**EXERCISE**
Nothing may be dropped or altered: reproduce all the data.

Data entries
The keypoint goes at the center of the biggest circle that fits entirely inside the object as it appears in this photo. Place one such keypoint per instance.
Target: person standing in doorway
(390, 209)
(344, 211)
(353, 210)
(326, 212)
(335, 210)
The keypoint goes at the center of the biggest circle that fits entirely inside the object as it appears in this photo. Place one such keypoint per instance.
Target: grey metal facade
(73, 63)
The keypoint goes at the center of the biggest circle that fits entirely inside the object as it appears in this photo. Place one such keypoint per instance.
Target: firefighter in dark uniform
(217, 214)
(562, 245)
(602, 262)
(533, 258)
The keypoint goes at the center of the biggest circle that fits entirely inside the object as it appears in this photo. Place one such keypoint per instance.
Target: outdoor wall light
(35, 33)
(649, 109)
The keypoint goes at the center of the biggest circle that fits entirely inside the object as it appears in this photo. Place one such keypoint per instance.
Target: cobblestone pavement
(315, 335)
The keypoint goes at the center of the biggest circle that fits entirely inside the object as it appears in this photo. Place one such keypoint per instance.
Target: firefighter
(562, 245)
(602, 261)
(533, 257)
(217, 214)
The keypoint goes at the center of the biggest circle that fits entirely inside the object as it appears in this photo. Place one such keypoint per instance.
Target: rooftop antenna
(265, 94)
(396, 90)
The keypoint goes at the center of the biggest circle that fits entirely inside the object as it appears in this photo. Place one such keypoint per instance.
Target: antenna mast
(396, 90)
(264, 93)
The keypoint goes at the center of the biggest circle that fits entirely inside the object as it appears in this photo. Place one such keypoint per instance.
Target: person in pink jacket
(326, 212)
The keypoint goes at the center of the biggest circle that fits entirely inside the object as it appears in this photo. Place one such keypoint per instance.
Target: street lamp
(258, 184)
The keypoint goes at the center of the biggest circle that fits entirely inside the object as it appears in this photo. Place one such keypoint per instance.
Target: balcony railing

**FINISHED ANSWER**
The keypoint goes at the center of the biggest circle that fits entirely inside the object as it appears in this photo. Place one such keypoint per instance.
Target: person standing in doorway
(390, 209)
(344, 211)
(353, 210)
(326, 212)
(335, 210)
The keypoint goes at the center of the biggest circle that fits entirely inside the object as it appears in this photo. Place one such keypoint per instance.
Target: grey metal facade
(73, 63)
The keypoint goes at the center of the biggest circle that fits entirely inside the object as it appears in this photo. Place one such keypoint per instance.
Target: firefighter in dark uniform
(217, 214)
(562, 245)
(602, 262)
(533, 258)
The keypoint goes at the center of the biggest circle that fits entirely inside the object as it appears in this photo. Place one such keypoint per instance.
Target: outdoor wall light
(35, 33)
(649, 109)
The keypoint goes at the center of the biggest circle that fits entirely inside the object as it appears in this photo. Place one such keypoint per instance.
Target: cobblestone pavement
(315, 335)
The keypoint goes at the center of the biggest circle that fits entirely inside the object as it appears in this photo. Place one such keypoint per instance.
Target: firefighter
(562, 245)
(602, 261)
(533, 257)
(217, 214)
The keypoint goes at the center of the biggest circle that fits entirely inside the object as it appears in this photo. Place one such keypoint per instance.
Target: rooftop antenna
(265, 94)
(396, 90)
The keypoint goes at the center of the biggest circle that fits entirely inside the object as it appears in this photo. Place one such keypoint per instance.
Target: antenna mast
(396, 90)
(264, 93)
The keypoint goes at the center of the biggest circle that fits entirely inside the object as it appears in this photo. Place one such keypoint per instance.
Target: person in pink jacket
(326, 212)
The keypoint goes at the center of the biggest circle that fits entirely inside the object as it appears in this photo. Place one such keypoint per instance.
Target: street lamp
(258, 184)
The keypoint goes at the center of the biggest circle that fits entirely inside the object as it appears in this photo. Place one such keypoint per instance.
Target: balcony railing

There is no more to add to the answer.